*** Begin section ***
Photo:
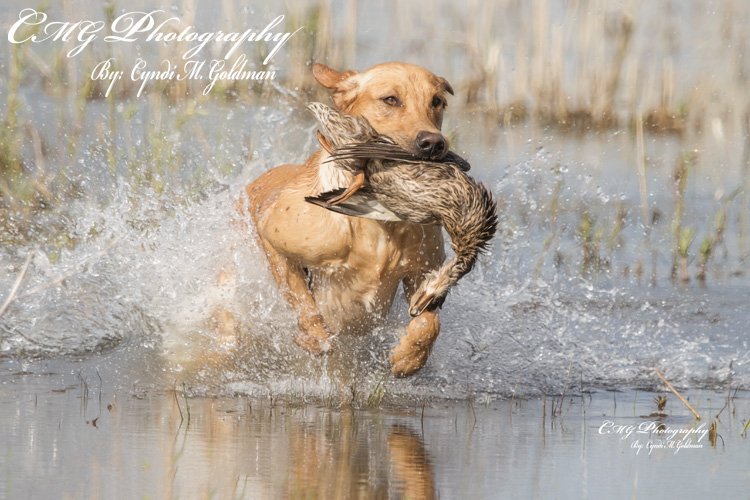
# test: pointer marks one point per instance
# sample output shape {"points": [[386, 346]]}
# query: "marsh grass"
{"points": [[579, 70]]}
*** End section ***
_Task requirements_
Copy the records above precisely, and leave every image out of the copy.

_Exercise solution_
Photo:
# test: pointer marks one point per instance
# sample output shape {"points": [[386, 346]]}
# query: "marsh grass"
{"points": [[579, 70]]}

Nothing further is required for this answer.